- **YOUR INSTRUCTIONS**
Reproduce the data below verbatim, from its first line up to and including the line containing "pixel 240 406".

- **LISTING**

-- Start --

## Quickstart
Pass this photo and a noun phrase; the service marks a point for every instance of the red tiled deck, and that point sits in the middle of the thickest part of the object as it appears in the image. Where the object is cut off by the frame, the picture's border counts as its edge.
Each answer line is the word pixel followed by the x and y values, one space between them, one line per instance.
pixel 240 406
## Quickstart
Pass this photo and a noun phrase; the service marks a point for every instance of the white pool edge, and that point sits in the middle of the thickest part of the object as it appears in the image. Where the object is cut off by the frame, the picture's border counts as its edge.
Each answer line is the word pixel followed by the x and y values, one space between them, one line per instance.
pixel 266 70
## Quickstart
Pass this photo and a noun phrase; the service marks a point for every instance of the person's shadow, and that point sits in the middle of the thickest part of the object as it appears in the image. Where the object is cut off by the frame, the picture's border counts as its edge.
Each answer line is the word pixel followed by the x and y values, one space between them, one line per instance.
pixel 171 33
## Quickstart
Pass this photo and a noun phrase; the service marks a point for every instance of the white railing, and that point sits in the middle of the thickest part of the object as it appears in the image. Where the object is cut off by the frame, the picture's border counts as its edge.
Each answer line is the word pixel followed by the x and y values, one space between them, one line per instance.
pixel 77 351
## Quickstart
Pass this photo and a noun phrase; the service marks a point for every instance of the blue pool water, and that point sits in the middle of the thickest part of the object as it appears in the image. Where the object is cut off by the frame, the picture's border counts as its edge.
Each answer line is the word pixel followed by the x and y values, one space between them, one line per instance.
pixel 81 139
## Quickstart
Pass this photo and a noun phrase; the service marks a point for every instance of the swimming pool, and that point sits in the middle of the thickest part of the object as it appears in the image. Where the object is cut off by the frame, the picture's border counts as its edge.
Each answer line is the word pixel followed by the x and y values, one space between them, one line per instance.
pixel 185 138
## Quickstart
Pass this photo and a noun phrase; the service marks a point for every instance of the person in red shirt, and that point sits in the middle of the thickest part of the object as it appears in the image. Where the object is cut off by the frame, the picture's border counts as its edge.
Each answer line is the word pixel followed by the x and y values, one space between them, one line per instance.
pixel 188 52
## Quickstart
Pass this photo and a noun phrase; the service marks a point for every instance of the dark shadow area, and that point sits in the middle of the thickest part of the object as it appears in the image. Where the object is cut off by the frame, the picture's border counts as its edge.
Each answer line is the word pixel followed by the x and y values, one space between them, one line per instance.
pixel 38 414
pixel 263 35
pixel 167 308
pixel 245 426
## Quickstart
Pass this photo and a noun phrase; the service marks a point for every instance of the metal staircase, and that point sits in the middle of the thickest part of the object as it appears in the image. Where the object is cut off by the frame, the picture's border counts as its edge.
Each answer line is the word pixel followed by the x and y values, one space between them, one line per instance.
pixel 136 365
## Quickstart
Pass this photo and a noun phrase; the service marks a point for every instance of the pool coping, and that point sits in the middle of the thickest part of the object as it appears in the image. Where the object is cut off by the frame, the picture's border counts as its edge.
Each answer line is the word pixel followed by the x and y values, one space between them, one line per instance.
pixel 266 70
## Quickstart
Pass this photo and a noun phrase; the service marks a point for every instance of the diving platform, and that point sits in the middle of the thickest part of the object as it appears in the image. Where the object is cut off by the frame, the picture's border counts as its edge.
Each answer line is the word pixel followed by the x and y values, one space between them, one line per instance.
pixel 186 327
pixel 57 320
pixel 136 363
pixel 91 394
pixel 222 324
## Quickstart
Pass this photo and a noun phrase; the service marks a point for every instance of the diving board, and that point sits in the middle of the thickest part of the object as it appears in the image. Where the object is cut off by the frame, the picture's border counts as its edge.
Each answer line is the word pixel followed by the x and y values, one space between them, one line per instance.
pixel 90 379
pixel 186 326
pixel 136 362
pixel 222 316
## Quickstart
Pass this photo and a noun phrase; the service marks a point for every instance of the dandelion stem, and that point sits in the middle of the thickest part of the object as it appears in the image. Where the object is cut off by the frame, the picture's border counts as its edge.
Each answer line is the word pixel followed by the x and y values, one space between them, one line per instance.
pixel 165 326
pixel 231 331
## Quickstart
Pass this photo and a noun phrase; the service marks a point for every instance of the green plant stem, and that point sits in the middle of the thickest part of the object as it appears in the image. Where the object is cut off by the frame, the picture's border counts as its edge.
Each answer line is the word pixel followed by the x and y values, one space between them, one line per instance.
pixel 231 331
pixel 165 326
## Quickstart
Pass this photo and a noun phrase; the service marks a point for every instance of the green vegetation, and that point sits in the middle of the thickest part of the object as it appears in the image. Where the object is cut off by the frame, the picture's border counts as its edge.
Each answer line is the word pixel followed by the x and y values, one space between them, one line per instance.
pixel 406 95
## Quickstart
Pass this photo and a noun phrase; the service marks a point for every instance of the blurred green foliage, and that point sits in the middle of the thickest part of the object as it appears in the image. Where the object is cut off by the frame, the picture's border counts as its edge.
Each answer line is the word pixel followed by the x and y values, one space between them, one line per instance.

-- End --

- **SOLUTION**
## Quickstart
Pass this photo and a noun phrase; the service marks a point for every instance of the red tiled deck, and that point sits in the middle of the thickest part of the object as it appears in the image. Where the object is cut off by the frame, the picture's border counts as its edge.
Each answer line is the word pixel followed by the x and y values, one space between them, one line per instance.
pixel 240 406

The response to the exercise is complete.